### [WHAT TO PRODUCE]
Would you please give all the lines below again, exactly as they stand?

### [DATASET EXCERPTS]
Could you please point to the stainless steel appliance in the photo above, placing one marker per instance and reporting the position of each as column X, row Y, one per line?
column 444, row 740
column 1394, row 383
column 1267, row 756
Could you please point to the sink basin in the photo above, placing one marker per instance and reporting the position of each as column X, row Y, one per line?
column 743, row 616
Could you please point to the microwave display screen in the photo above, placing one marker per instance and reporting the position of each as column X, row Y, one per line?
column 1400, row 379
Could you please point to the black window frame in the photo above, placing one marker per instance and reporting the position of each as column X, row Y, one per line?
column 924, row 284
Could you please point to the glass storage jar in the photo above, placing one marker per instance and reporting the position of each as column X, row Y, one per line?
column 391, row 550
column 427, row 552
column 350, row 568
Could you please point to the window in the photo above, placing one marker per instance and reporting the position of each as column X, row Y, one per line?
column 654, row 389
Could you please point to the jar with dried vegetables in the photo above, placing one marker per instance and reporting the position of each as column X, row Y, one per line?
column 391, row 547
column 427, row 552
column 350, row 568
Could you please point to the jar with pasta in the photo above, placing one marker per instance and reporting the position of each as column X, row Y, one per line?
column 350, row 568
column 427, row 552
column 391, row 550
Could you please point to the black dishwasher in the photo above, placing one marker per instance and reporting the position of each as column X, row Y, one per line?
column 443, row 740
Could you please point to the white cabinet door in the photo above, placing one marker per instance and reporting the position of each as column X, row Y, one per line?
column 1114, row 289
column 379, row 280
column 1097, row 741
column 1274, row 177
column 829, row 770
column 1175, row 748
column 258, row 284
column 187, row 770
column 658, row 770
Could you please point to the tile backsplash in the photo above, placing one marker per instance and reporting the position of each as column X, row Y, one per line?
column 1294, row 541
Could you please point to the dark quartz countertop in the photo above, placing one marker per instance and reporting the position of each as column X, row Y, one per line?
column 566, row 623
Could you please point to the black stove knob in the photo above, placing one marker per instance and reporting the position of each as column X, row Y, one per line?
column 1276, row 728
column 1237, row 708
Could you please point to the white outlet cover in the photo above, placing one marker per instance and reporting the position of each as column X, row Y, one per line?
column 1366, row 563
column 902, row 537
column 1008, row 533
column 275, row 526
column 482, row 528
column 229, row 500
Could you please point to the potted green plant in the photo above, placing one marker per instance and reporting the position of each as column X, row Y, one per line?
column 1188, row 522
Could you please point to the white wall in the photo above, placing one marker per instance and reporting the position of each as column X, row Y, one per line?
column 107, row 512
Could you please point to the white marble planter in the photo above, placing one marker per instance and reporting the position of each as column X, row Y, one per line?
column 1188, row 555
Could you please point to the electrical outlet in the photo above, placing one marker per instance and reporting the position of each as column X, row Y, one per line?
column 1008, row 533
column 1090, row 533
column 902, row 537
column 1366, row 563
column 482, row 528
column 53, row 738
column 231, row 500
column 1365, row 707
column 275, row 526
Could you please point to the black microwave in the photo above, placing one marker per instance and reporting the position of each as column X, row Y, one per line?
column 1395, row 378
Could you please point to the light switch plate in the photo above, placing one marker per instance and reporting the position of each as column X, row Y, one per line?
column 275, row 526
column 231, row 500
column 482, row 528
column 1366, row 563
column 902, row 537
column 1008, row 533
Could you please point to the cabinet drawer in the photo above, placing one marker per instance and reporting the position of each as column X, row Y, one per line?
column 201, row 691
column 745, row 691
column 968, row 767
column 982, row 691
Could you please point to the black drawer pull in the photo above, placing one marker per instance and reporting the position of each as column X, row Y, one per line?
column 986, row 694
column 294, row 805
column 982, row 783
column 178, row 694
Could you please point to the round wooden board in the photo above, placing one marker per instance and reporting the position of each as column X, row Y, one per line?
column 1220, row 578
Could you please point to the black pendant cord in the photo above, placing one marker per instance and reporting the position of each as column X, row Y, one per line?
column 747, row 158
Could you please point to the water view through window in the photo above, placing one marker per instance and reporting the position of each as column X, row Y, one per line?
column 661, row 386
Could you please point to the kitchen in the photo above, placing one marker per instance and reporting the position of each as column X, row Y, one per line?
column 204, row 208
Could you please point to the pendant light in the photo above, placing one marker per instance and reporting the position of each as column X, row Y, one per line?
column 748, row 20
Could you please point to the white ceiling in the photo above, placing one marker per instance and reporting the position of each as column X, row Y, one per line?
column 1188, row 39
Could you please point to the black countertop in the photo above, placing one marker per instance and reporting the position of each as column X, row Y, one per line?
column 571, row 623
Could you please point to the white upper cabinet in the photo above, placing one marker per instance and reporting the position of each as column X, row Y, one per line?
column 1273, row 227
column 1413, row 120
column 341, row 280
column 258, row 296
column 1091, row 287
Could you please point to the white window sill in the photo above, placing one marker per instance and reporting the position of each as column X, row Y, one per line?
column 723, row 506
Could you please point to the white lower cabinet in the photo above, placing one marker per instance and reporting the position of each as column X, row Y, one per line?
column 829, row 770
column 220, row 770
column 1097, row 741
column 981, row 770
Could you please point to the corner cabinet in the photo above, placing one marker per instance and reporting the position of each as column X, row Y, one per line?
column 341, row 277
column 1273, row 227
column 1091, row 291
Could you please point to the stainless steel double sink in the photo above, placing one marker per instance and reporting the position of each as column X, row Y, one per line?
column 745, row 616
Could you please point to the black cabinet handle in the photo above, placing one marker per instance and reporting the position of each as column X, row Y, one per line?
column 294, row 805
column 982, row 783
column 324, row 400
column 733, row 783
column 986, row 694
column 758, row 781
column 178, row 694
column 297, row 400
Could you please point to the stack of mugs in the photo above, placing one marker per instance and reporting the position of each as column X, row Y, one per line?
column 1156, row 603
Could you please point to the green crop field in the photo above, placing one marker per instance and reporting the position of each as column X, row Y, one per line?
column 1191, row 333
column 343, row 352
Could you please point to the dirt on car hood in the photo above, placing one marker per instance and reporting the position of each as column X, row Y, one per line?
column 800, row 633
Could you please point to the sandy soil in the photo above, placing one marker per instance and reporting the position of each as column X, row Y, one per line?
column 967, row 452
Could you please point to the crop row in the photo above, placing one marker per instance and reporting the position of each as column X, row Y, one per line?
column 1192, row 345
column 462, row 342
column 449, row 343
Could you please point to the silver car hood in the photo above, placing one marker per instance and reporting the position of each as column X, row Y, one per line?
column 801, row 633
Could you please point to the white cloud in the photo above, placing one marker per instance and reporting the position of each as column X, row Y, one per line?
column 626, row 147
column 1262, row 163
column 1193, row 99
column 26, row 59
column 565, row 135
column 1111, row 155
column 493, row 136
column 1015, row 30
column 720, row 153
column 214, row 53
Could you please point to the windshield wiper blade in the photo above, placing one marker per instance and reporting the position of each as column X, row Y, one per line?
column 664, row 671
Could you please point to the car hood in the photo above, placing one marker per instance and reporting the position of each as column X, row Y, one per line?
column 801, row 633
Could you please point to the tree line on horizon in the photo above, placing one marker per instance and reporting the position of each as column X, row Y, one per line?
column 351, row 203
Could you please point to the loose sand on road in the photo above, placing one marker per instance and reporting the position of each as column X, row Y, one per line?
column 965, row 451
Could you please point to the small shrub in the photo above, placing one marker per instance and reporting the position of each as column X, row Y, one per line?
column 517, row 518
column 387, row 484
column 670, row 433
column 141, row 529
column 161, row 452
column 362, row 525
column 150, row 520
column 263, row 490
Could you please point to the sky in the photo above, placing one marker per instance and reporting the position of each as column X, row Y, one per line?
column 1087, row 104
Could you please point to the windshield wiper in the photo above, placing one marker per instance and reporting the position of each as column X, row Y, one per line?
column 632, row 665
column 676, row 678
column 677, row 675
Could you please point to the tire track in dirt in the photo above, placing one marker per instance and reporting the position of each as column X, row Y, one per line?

### [RESPONSE TO THIS TASK]
Could you please point to the stainless steel appliance in the photo above, placing one marker per instance and reporting the position of each as column X, row Y, one per line?
column 444, row 740
column 1394, row 383
column 1267, row 756
Could you please point to the sink basin in the photo above, placing one marker per instance and reporting the position of each as column X, row Y, one per line?
column 743, row 616
Could you please point to the microwave display screen in the photo above, placing one marker per instance and reporting the position of each as column X, row Y, one per line?
column 1400, row 379
Could you please point to the black window frame in the photo above, placing one marker per instance and reporting the position of each as column X, row Y, one per line?
column 924, row 284
Could you please point to the glass storage jar in the photo above, placing one marker per instance and reporting the position of each as column X, row Y, one per line?
column 391, row 550
column 427, row 552
column 350, row 568
Could you please point to the window in the photo above, placing one marker per instance and reporting the position of each as column X, row Y, one per line?
column 654, row 389
Could you please point to the jar with dried vegetables in the photo above, placing one marker per instance and reporting the position of each as column X, row Y, one per line?
column 391, row 547
column 427, row 552
column 350, row 568
Could you please point to the jar with pasta in the photo above, placing one marker per instance and reporting the position of each as column X, row Y, one per line?
column 350, row 568
column 427, row 552
column 391, row 550
Could you please point to the black dishwasher in the photo above, placing one marker per instance and reporting the position of each as column X, row Y, one per line?
column 443, row 740
Could you please point to the white cabinet door in the photo above, placing one marker per instance and reporting the position of each as column X, row Y, one per line?
column 1114, row 289
column 379, row 280
column 1097, row 741
column 1274, row 177
column 829, row 770
column 1175, row 748
column 258, row 284
column 187, row 770
column 658, row 770
Could you please point to the tile backsplash in the photo above, placing one marker per instance and reporting the position of each as column X, row Y, one per line?
column 1294, row 541
Could you please point to the dark quartz countertop in the photo above, placing one marker per instance and reporting the position of each as column X, row Y, one per line?
column 566, row 623
Could you please point to the black stove knob in the photo above, placing one marker per instance and reporting the position of each as column X, row Y, one per line?
column 1276, row 728
column 1237, row 708
Could you please point to the white outlet cover in the photo above, placing one marker per instance and reporting the position of each as column X, row Y, one per line?
column 1366, row 563
column 902, row 537
column 1008, row 533
column 275, row 526
column 482, row 528
column 229, row 500
Could you please point to the potted green plant in the photo above, placing one marker per instance and reporting the position of each as column X, row Y, one per line?
column 1188, row 522
Could you please point to the white wall in the photo above, placing one marker per instance and reporting the position of each as column X, row Y, one per line?
column 107, row 512
Could you please point to the white marble planter in the photo above, placing one marker per instance and reporting the position of each as column X, row Y, one per line?
column 1188, row 555
Could you please point to the electrical outlet in the photo above, placing one marker per instance and reporting the position of each as column X, row Y, one per line?
column 1008, row 533
column 1090, row 533
column 902, row 537
column 1366, row 563
column 482, row 528
column 53, row 738
column 231, row 500
column 1365, row 707
column 275, row 526
Could you please point to the black microwave in the photo above, placing one marker per instance and reporting the position of each as column X, row Y, one per line?
column 1395, row 378
Could you please point to the light switch plate in the photo above, placing one marker per instance and reporting the position of each as column X, row Y, one per line?
column 275, row 526
column 231, row 500
column 482, row 528
column 1366, row 563
column 902, row 537
column 1008, row 533
Could you please point to the cabinet drawer in the photo above, placing one marker per instance and reporting the position of each as column X, row Y, one per line?
column 201, row 691
column 745, row 691
column 968, row 767
column 982, row 691
Could you please point to the black drawer pull in the photo above, placing one marker per instance and reporting the position of each as column X, row Y, one per line?
column 986, row 694
column 294, row 805
column 982, row 783
column 178, row 694
Could you please point to the round wooden board in the photo above, placing one marker per instance and reporting the position of each as column X, row Y, one per line?
column 1220, row 578
Could you please point to the black pendant cord in the photo above, placing one marker per instance and reporting the position of each as column X, row Y, one per line?
column 747, row 158
Could you please point to the water view through window in the photo above, placing one marker per instance and reporting the position of each as column X, row Y, one per line?
column 661, row 386
Could you please point to the kitchen in the photo above, placing one marker per instance and reporting the position of each as column X, row Y, one per line?
column 204, row 208
Could you please point to the pendant light in the photo above, placing one marker per instance and reporting the position of each as column X, row Y, one per line?
column 748, row 20
Could you please point to the white ceiling in the photo above, placing one marker per instance and reporting the position of each as column X, row Y, one per line?
column 1188, row 39
Could you please point to the black countertop in the photo above, placing one marker per instance and reporting the position of each as column X, row Y, one per line?
column 571, row 623
Could you please point to the white upper cabinet in the photo above, placing one marker per instance and reporting the position of each as column X, row Y, one per line?
column 1273, row 227
column 1413, row 120
column 341, row 280
column 258, row 296
column 1091, row 287
Could you please point to the white window sill in the photo above, placing one marker per instance and reporting the position of each as column X, row Y, one per line?
column 723, row 506
Could you please point to the white lower cabinet in the photo above, placing one marker per instance and reporting the position of each as column X, row Y, one per line?
column 829, row 770
column 220, row 770
column 1097, row 741
column 981, row 770
Could you please point to the corner cabinet in the photo above, placing one marker per instance and reporting the position of each as column X, row Y, one per line?
column 341, row 277
column 1273, row 227
column 1091, row 291
Could you please point to the stainless steel double sink in the photo above, placing one marker per instance and reporting the position of each as column X, row Y, one per line?
column 745, row 616
Could you please point to the black cabinet handle in the photo above, placing one marker per instance and reporting the position of each as column X, row Y, one per line?
column 294, row 805
column 982, row 783
column 324, row 400
column 733, row 783
column 986, row 694
column 758, row 781
column 178, row 694
column 297, row 400
Could you please point to the stack of mugs in the photo above, placing one marker per instance and reporting the position of each as column X, row Y, one per line?
column 1156, row 603
Could you please point to the green crop field in the photo above, placing one marker per instance and reporting the position of each as column X, row Y, one per line?
column 1191, row 333
column 343, row 352
Could you please point to the dirt on car hood in the photo above, placing one marker per instance and reporting the position of each as column X, row Y, one per line?
column 800, row 633
Could you please point to the sandy soil in the photo above, placing one marker per instance and reporting the position of each as column X, row Y, one per line?
column 967, row 452
Could you please point to the crop row in the photo above, placing one marker per instance and reporting the position of each as column X, row Y, one per line?
column 1192, row 345
column 462, row 342
column 449, row 343
Could you please point to the silver car hood in the photo above, placing one marker per instance and reporting the position of each as column X, row Y, one per line?
column 801, row 633
Could you please point to the white cloud in the photo above, placing one marker per instance and reporting the position of each as column X, row Y, one per line?
column 626, row 147
column 1262, row 163
column 1193, row 99
column 26, row 59
column 565, row 135
column 1111, row 155
column 493, row 136
column 1015, row 30
column 720, row 153
column 214, row 53
Could you please point to the windshield wiper blade in the photo above, placing one marker per instance and reporting the position of each as column X, row Y, one per line?
column 664, row 671
Could you please point to the car hood in the photo above, placing one marker per instance and reporting the position of each as column X, row Y, one per line?
column 801, row 633
Could you please point to the tree line on horizon in the photo above, placing one marker per instance and reporting the position of each as column X, row Y, one per line?
column 351, row 203
Could you please point to the loose sand on road in the photo above, placing one marker per instance and reporting the position of each as column X, row Y, one per line?
column 965, row 451
Could you please point to the small shrub in the photo above, placing one marker per instance and reporting the position of each as column X, row Y, one per line?
column 517, row 518
column 387, row 484
column 670, row 433
column 141, row 529
column 161, row 452
column 362, row 525
column 150, row 520
column 263, row 490
Could you please point to the sky in the photo above, placing one marker per instance and reporting the position of each as column X, row Y, one per line?
column 1087, row 104
Could you please point to the windshield wiper in the photo above, placing one marker per instance and reporting the position of each as column X, row Y, one per line?
column 632, row 665
column 676, row 678
column 677, row 675
Could you please point to the tire track in dirt in the photo above, placing one marker per instance and reporting the position of each as column X, row Y, one per line?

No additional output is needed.